= How to complete this task =
In the records, find each line where "cloud" occurs, and copy it.

Referring expression pointing data
:::

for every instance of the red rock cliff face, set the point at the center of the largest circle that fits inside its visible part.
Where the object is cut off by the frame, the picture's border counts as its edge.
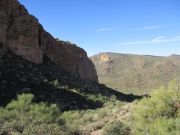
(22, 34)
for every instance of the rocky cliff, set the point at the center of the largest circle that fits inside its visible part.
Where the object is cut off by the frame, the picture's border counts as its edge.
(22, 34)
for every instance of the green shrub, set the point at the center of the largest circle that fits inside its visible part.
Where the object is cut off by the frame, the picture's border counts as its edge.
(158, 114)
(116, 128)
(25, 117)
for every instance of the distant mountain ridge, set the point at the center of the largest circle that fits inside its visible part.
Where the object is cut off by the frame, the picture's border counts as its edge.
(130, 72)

:::

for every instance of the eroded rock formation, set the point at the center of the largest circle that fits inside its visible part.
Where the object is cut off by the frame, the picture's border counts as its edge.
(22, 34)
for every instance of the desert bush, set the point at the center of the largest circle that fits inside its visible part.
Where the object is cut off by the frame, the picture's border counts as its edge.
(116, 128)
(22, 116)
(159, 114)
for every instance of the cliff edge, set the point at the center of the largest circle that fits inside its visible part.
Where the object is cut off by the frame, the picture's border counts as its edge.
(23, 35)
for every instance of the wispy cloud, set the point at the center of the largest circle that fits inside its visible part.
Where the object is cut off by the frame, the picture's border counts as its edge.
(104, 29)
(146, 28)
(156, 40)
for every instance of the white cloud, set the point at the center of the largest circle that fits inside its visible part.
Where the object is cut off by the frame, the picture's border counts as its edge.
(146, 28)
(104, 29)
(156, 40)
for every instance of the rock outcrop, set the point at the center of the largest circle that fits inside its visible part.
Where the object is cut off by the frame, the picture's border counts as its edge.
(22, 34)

:::

= Response area =
for every instance of the wispy cloud, set the point at the center of the largest circle that fits inside its visible part.
for every instance of the white cloud, set the point at the center of the largest circle that fits inside its visible part.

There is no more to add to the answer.